Task requirements -> Revise the patch review text starting with "On Fri, Jan" and going on through "the __kmem_cache_alloc_bulk() call chain.", replacing "optimized" with "efficient".

Re: [PATCH v3 09/21] slab: add optimized sheaf refill from partial list

Posted by Suren Baghdasaryan 2 weeks, 6 days ago

On Fri, Jan 16, 2026 at 2:40 PM Vlastimil Babka <vbabka@suse.cz> wrote:
>
> At this point we have sheaves enabled for all caches, but their refill
> is done via __kmem_cache_alloc_bulk() which relies on cpu (partial)
> slabs - now a redundant caching layer that we are about to remove.
>
> The refill will thus be done from slabs on the node partial list.
> Introduce new functions that can do that in an optimized way as it's
> easier than modifying the __kmem_cache_alloc_bulk() call chain.
>
> Extend struct partial_context so it can return a list of slabs from the
> partial list with the sum of free objects in them within the requested
> min and max.
>
> Introduce get_partial_node_bulk() that removes the slabs from freelist
> and returns them in the list.
>
> Introduce get_freelist_nofreeze() which grabs the freelist without
> freezing the slab.
>
> Introduce alloc_from_new_slab() which can allocate multiple objects from
> a newly allocated slab where we don't need to synchronize with freeing.
> In some aspects it's similar to alloc_single_from_new_slab() but assumes
> the cache is a non-debug one so it can avoid some actions.
>
> Introduce __refill_objects() that uses the functions above to fill an
> array of objects. It has to handle the possibility that the slabs will
> contain more objects that were requested, due to concurrent freeing of
> objects to those slabs. When no more slabs on partial lists are
> available, it will allocate new slabs. It is intended to be only used
> in context where spinning is allowed, so add a WARN_ON_ONCE check there.
>
> Finally, switch refill_sheaf() to use __refill_objects(). Sheaves are
> only refilled from contexts that allow spinning, or even blocking.
>

Some nits, but otherwise LGTM.
Reviewed-by: Suren Baghdasaryan <surenb@google.com>

> Signed-off-by: Vlastimil Babka <vbabka@suse.cz>
> ---
>  mm/slub.c | 284 +++++++++++++++++++++++++++++++++++++++++++++++++++++++++-----
>  1 file changed, 264 insertions(+), 20 deletions(-)
>
> diff --git a/mm/slub.c b/mm/slub.c
> index 9bea8a65e510..dce80463f92c 100644
> --- a/mm/slub.c
> +++ b/mm/slub.c
> @@ -246,6 +246,9 @@ struct partial_context {
>         gfp_t flags;
>         unsigned int orig_size;
>         void *object;
> +       unsigned int min_objects;
> +       unsigned int max_objects;
> +       struct list_head slabs;
>  };
>
>  static inline bool kmem_cache_debug(struct kmem_cache *s)
> @@ -2650,9 +2653,9 @@ static void free_empty_sheaf(struct kmem_cache *s, struct slab_sheaf *sheaf)
>         stat(s, SHEAF_FREE);
>  }
>
> -static int __kmem_cache_alloc_bulk(struct kmem_cache *s, gfp_t flags,
> -                                  size_t size, void **p);
> -
> +static unsigned int
> +__refill_objects(struct kmem_cache *s, void **p, gfp_t gfp, unsigned int min,
> +                unsigned int max);
>
>  static int refill_sheaf(struct kmem_cache *s, struct slab_sheaf *sheaf,
>                          gfp_t gfp)

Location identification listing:

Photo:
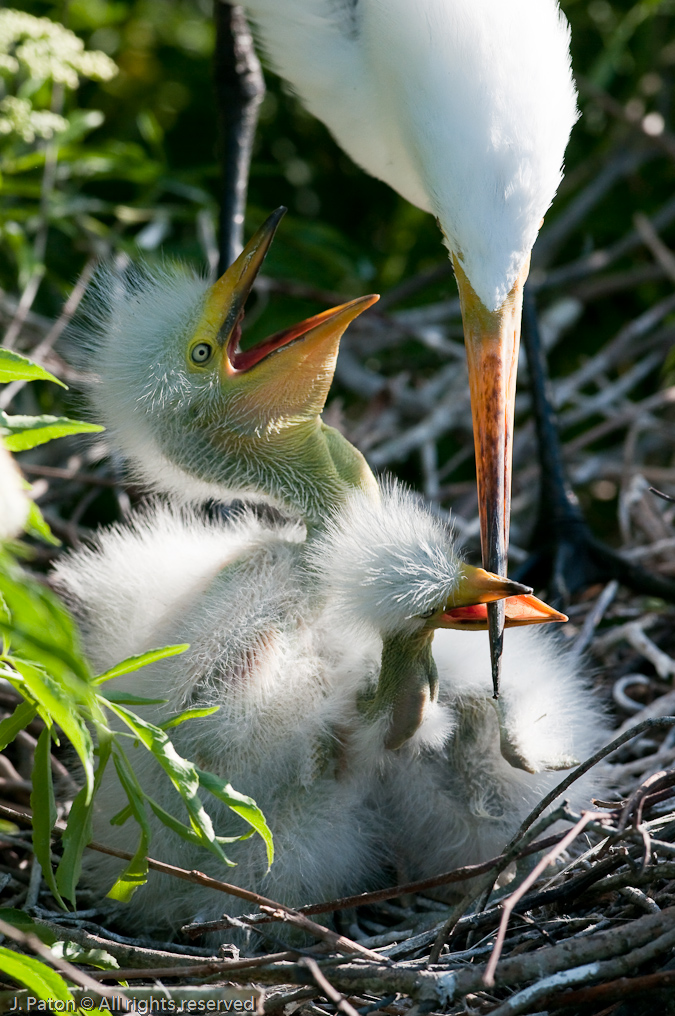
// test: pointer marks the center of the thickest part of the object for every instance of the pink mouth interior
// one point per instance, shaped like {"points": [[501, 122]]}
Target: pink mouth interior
{"points": [[244, 360], [478, 612]]}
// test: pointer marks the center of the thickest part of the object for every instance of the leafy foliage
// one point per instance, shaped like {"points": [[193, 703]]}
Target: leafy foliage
{"points": [[42, 658]]}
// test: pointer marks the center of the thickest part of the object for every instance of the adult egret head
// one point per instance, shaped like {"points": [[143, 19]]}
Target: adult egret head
{"points": [[465, 107], [200, 418]]}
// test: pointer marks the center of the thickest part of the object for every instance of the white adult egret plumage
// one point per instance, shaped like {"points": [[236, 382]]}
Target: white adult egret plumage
{"points": [[465, 107], [309, 694]]}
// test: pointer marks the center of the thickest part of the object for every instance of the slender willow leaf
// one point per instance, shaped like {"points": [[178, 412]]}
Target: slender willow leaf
{"points": [[41, 627], [59, 705], [37, 976], [78, 831], [44, 810], [186, 832], [19, 719], [124, 698], [181, 772], [135, 873], [189, 714], [14, 367], [241, 805], [143, 659], [21, 433]]}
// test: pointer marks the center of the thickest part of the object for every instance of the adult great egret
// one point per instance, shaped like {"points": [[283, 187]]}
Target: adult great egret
{"points": [[465, 107]]}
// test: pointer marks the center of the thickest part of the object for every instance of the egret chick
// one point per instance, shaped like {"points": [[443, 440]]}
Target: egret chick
{"points": [[197, 417]]}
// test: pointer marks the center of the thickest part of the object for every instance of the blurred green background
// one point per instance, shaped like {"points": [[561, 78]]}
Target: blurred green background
{"points": [[137, 172]]}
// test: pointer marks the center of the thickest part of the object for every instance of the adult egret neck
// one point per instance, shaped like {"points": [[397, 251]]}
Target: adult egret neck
{"points": [[465, 107], [200, 418]]}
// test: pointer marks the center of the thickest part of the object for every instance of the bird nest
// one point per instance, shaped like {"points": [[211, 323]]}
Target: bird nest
{"points": [[588, 925]]}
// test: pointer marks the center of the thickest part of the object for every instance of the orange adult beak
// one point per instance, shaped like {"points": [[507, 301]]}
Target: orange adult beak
{"points": [[492, 339], [518, 611]]}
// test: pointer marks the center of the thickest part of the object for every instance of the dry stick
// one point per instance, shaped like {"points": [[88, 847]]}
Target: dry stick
{"points": [[523, 1001], [589, 264], [196, 970], [486, 883], [126, 953], [621, 419], [614, 991], [511, 847], [660, 494], [612, 352], [515, 896], [437, 989], [331, 993], [31, 941], [662, 722], [361, 899], [338, 942], [594, 618], [635, 802], [662, 254], [665, 140]]}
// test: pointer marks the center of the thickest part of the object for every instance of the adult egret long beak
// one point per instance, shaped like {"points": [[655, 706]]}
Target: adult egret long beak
{"points": [[492, 339], [518, 611]]}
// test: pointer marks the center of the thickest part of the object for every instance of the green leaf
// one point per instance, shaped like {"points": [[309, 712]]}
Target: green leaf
{"points": [[14, 367], [189, 714], [37, 976], [186, 832], [132, 663], [63, 710], [43, 629], [20, 433], [123, 698], [241, 805], [44, 810], [78, 831], [135, 874], [181, 772], [36, 525], [74, 953], [19, 719]]}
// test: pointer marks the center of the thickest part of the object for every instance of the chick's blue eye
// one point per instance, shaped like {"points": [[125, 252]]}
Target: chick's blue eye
{"points": [[201, 353]]}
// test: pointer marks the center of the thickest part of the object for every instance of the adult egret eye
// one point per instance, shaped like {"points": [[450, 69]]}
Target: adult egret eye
{"points": [[201, 353]]}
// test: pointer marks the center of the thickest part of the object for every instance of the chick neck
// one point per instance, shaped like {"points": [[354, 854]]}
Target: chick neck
{"points": [[408, 683], [308, 468]]}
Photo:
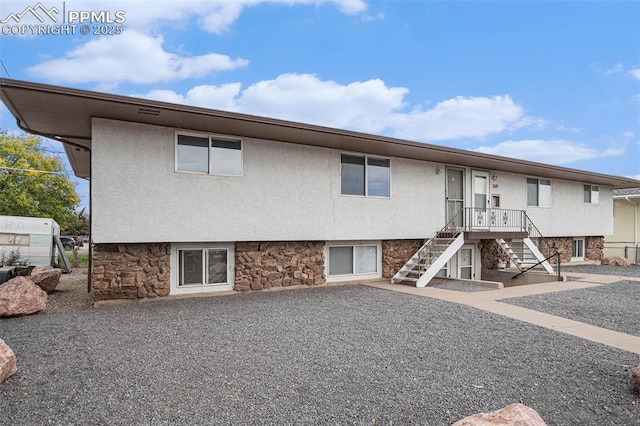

Reply ->
On Fri, Jan 16, 2026 at 2:40 PM Vlastimil Babka <vbabka@suse.cz> wrote:
>
> At this point we have sheaves enabled for all caches, but their refill
> is done via __kmem_cache_alloc_bulk() which relies on cpu (partial)
> slabs - now a redundant caching layer that we are about to remove.
>
> The refill will thus be done from slabs on the node partial list.
> Introduce new functions that can do that in an efficient way as it's
> easier than modifying the __kmem_cache_alloc_bulk() call chain.